■ Work to do
Only the lines from the one with "Q: Find one point on every instance of the beer foam" onward are wanted, through the last line of the entries, set down exactly.

(Object point labels)
- - - -
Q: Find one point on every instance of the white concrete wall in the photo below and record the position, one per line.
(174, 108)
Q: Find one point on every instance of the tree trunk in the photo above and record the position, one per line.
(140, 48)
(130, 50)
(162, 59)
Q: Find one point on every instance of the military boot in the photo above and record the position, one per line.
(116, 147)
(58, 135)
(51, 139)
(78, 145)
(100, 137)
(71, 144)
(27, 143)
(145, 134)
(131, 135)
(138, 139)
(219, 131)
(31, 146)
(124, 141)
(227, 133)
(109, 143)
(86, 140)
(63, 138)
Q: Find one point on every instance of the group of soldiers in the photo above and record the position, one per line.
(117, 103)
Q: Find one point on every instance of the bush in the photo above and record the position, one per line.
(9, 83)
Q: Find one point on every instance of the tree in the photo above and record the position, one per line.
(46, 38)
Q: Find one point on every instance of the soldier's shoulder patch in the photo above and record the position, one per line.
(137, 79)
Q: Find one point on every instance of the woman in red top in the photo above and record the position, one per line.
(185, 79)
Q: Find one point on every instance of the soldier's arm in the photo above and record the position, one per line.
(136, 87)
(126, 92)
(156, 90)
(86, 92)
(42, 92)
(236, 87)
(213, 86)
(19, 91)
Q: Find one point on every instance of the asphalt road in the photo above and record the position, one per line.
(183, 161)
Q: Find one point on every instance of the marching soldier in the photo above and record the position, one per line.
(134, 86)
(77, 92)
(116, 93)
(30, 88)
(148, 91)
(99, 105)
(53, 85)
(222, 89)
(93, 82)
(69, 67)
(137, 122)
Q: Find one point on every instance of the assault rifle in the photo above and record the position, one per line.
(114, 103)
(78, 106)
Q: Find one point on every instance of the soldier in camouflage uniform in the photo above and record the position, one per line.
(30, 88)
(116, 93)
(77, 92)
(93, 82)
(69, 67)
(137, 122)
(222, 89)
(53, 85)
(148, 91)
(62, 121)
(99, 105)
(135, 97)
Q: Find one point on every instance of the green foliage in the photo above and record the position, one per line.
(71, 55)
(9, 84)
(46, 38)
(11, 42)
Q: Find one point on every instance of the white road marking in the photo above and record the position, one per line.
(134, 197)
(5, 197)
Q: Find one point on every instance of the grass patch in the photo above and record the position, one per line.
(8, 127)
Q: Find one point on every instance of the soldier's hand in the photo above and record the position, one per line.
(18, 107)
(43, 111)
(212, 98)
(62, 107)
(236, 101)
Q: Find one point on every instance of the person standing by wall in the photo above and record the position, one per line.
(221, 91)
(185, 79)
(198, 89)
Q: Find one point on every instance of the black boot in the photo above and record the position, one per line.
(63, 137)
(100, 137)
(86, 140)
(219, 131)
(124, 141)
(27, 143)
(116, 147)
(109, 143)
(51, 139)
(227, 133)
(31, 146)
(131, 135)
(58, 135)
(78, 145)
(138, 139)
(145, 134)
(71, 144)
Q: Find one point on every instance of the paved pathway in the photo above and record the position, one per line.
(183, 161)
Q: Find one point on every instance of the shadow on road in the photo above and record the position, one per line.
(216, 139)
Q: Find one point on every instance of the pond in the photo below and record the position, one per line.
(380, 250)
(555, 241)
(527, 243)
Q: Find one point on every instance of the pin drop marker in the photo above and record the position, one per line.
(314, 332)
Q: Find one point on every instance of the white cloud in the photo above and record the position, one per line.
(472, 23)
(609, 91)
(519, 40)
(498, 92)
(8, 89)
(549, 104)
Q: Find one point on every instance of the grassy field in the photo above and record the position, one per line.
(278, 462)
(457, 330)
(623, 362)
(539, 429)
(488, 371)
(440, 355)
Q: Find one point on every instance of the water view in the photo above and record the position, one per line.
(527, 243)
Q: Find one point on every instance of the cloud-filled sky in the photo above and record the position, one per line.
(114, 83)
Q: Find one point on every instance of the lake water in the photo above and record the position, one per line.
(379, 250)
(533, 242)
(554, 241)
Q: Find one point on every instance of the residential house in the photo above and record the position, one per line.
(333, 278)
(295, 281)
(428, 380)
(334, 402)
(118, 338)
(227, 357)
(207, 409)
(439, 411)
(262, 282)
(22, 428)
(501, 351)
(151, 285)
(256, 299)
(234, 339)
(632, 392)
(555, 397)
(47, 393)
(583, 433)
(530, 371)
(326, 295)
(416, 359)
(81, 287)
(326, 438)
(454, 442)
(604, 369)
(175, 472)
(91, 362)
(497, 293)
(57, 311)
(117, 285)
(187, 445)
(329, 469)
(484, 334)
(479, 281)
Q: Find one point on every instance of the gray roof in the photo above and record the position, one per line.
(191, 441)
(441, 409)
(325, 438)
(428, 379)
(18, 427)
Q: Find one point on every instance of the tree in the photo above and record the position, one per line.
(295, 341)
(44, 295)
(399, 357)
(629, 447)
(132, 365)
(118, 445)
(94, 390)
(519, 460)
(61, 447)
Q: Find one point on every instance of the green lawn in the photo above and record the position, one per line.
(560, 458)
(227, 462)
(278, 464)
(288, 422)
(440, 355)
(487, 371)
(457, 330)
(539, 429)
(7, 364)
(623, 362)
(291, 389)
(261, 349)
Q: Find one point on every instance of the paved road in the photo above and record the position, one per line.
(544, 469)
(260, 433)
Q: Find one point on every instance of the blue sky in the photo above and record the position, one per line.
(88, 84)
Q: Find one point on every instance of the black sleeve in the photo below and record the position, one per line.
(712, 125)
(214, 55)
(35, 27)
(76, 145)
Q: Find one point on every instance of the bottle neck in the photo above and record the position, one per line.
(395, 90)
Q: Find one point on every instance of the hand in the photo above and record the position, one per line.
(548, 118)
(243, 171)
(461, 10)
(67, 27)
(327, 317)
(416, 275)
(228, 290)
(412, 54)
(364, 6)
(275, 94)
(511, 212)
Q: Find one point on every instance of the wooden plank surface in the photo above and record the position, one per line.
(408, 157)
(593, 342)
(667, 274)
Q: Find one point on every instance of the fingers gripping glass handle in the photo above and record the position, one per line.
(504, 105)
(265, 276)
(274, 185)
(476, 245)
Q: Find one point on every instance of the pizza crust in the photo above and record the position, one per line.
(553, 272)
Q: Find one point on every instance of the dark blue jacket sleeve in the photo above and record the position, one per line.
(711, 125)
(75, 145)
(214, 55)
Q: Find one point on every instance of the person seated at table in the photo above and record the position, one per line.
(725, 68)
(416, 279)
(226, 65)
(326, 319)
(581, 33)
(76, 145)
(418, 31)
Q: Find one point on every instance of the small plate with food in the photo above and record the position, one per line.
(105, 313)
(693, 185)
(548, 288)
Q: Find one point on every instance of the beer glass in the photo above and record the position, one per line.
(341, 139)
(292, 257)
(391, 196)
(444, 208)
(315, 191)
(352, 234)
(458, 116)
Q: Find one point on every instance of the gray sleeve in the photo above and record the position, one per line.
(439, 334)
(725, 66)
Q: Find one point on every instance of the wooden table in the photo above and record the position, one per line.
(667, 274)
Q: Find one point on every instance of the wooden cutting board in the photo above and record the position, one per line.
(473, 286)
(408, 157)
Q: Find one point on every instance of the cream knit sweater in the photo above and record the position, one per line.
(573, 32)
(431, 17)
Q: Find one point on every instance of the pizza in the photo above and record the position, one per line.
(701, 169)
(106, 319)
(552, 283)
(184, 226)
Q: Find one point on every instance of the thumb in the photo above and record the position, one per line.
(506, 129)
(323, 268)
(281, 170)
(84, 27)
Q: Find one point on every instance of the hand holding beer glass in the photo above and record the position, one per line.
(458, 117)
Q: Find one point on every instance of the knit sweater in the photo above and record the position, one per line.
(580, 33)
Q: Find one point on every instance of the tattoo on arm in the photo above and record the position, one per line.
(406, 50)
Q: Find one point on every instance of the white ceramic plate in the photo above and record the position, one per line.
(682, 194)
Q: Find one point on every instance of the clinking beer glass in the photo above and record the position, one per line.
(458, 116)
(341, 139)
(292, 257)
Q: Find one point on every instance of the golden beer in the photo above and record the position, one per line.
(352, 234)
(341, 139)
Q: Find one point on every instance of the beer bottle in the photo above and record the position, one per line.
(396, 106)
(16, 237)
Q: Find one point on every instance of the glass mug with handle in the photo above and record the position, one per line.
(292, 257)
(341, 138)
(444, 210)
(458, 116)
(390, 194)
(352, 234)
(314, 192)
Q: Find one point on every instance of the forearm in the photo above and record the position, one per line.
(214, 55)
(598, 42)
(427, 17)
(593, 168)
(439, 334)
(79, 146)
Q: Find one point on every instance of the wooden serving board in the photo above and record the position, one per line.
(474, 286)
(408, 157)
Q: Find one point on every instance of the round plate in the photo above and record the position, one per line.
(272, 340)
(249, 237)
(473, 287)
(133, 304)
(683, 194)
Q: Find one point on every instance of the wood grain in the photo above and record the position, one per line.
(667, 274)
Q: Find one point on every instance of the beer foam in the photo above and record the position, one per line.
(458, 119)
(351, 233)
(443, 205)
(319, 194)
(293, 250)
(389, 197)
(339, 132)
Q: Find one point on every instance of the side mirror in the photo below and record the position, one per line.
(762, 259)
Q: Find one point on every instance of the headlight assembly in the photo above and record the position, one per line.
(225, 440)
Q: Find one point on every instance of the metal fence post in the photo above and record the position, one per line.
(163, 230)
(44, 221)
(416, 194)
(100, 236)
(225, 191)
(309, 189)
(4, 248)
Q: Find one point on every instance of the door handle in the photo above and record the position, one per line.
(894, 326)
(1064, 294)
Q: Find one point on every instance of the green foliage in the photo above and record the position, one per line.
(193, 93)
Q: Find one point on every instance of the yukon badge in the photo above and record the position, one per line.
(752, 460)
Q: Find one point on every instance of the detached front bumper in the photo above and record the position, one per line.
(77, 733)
- - - -
■ Result
Q: Find one point on every instance of the beer foam in the photo above and record the position, one per line.
(458, 119)
(351, 233)
(443, 205)
(319, 194)
(293, 250)
(389, 197)
(339, 132)
Q: Find one point on every instance of the side mirror in the photo below and record the position, one per line.
(762, 259)
Q: Find one point on every instance of the headlight assembly in the photo above and record the position, one per line.
(225, 440)
Q: Find one point on every instance of the metal fence post in the photo above and record the position, one per line.
(163, 230)
(44, 221)
(416, 194)
(100, 236)
(225, 191)
(309, 189)
(4, 248)
Q: Find one point on every instance of the door handle in the photo above and record the position, one per line.
(894, 326)
(1064, 294)
Q: Find one point on every instance of the green foliage in the photo above and record the position, one per line.
(193, 93)
Q: Find one point on every instance of the yukon badge in the photo above and record the position, one per line.
(752, 460)
Q: Find one point on every instance of the detached front bumper in the photo above and record the position, one per line.
(77, 733)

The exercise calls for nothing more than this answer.